▶ _INPUT DATA_

+++

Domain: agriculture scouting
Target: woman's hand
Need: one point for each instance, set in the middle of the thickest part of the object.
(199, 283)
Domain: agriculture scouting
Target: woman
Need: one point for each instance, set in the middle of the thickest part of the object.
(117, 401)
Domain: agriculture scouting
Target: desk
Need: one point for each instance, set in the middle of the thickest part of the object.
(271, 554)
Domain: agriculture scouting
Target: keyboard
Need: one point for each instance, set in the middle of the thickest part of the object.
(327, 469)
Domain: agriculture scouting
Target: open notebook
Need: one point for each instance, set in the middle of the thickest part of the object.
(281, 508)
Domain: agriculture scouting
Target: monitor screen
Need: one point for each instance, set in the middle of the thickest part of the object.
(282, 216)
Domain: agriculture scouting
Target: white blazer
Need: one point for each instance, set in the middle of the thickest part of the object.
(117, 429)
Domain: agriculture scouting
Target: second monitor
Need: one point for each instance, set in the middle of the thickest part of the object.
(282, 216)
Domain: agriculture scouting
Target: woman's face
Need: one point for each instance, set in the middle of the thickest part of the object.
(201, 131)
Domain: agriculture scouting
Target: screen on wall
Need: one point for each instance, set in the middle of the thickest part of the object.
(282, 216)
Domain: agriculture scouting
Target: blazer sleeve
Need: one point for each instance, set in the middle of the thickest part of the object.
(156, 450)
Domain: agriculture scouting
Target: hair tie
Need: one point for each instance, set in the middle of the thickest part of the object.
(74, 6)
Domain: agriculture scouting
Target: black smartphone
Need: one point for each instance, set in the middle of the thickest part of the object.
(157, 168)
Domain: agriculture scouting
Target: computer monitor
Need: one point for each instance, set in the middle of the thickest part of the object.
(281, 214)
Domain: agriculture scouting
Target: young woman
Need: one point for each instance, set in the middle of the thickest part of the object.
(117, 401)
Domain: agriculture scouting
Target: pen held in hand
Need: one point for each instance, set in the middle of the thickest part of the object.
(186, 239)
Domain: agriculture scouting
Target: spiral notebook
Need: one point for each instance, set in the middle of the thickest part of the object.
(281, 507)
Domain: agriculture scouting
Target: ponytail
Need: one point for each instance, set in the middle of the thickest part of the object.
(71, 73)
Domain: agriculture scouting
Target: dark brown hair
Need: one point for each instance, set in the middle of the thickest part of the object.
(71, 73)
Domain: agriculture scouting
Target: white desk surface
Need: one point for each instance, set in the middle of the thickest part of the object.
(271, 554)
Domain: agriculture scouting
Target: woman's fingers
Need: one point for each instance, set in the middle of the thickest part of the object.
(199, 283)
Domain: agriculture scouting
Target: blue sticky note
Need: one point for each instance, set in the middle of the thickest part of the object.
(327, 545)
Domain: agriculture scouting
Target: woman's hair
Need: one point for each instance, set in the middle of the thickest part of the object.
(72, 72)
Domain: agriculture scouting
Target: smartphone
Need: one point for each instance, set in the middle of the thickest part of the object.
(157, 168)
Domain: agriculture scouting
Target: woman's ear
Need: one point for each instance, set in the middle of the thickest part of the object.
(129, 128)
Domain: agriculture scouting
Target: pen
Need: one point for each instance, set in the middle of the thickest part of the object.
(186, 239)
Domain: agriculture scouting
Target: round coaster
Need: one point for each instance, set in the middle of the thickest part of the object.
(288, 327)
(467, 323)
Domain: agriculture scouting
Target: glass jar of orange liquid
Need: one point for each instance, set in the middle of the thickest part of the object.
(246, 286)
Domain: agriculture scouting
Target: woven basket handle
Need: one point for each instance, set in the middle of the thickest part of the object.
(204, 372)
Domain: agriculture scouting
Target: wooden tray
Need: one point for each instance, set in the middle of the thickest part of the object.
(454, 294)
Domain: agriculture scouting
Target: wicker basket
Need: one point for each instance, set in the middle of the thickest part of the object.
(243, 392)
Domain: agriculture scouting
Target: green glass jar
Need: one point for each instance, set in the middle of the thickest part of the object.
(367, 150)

+++

▶ _WHAT THE TASK ASKS_
Reproduce the records above exactly as they appear.

▶ _OUTPUT_
Domain: agriculture scouting
Target: woman's hand
Need: one point for each instance, set in the middle of the thickest part of the object.
(199, 283)
Domain: agriculture scouting
Target: woman
Need: one point for each instance, set in the middle of the thickest part of the object.
(117, 401)
Domain: agriculture scouting
Target: desk
Need: one point for each instance, set in the middle of the thickest part of the object.
(271, 554)
Domain: agriculture scouting
Target: keyboard
Need: one point for each instance, set in the middle of the thickest part of the object.
(327, 469)
Domain: agriculture scouting
Target: open notebook
Need: one point for each instance, set in the middle of the thickest part of the object.
(281, 508)
Domain: agriculture scouting
Target: monitor screen
Need: one point for each instance, set in the middle of the thickest part of the object.
(282, 216)
Domain: agriculture scouting
Target: white blazer
Need: one point for each instance, set in the middle of the thickest part of the object.
(117, 429)
Domain: agriculture scouting
Target: second monitor
Need: one point for each instance, set in the middle of the thickest part of the object.
(282, 216)
Domain: agriculture scouting
Target: woman's face
Need: one point for each instance, set in the middle of the thickest part of the object.
(201, 131)
Domain: agriculture scouting
Target: screen on wall
Need: one point for each instance, set in the middle of the thickest part of the object.
(282, 216)
Domain: agriculture scouting
Target: blazer sleeve
Need: one point for each instance, set in the middle of the thickest part of the object.
(156, 450)
Domain: agriculture scouting
Target: hair tie
Need: one point for each instance, set in the middle of the thickest part of the object.
(74, 6)
Domain: agriculture scouting
Target: black smartphone
Need: one point for each instance, set in the middle of the thickest part of the object.
(157, 168)
Domain: agriculture scouting
Target: computer monitor
Need: one point for each instance, set in the middle of the thickest part of the object.
(281, 214)
Domain: agriculture scouting
Target: young woman
Need: one point for each instance, set in the middle of the thickest part of the object.
(117, 401)
Domain: agriculture scouting
Target: pen held in hand
Need: one point for each instance, set in the middle of the thickest part of the object.
(186, 239)
Domain: agriculture scouting
Target: spiral notebook
Need: one point for each instance, set in the middle of the thickest part of the object.
(281, 507)
Domain: agriculture scouting
Target: ponytail
Need: one point for each instance, set in the middle of the thickest part of the object.
(71, 73)
Domain: agriculture scouting
Target: dark brown hair
Need: one point for each instance, set in the middle of the thickest part of the object.
(71, 73)
Domain: agriculture scouting
Target: white desk surface
Need: one point for each instance, set in the middle of the thickest part of the object.
(271, 554)
Domain: agriculture scouting
Target: woman's fingers
Need: one point for each instance, set in the middle of the thickest part of the object.
(199, 283)
Domain: agriculture scouting
Target: blue sticky note
Need: one point for each instance, set in the middle of the thickest part of the object.
(327, 545)
Domain: agriculture scouting
Target: woman's hair
Need: one point for each instance, set in the middle of the thickest part of the object.
(72, 72)
Domain: agriculture scouting
Target: smartphone
Need: one point for each instance, set in the middle of the thickest part of the object.
(157, 168)
Domain: agriculture scouting
Target: woman's ear
Need: one point for each instance, set in the middle of the thickest part of the object.
(129, 128)
Domain: agriculture scouting
Target: pen
Need: one point for each instance, set in the middle of the thickest part of the object.
(186, 239)
Domain: agriculture scouting
Target: round coaster
Need: one point for each instance, set in the middle of the thickest part of the object.
(288, 327)
(467, 323)
Domain: agriculture scouting
Target: glass jar of orange liquid
Need: one point for each instance, set in the middle of the thickest part of the object.
(246, 286)
Domain: agriculture scouting
Target: woven basket handle
Need: one point for each instance, set in the middle of the thickest part of the object.
(204, 372)
Domain: agriculture scouting
Target: wooden tray
Need: one point for each instance, set in the middle of the thickest part of the object.
(454, 294)
Domain: agriculture scouting
Target: wicker basket
Need: one point for each instance, set in the middle of the thickest part of the object.
(243, 392)
Domain: agriculture scouting
Target: green glass jar
Need: one point for each instance, set in the middle of the thickest part of the object.
(367, 150)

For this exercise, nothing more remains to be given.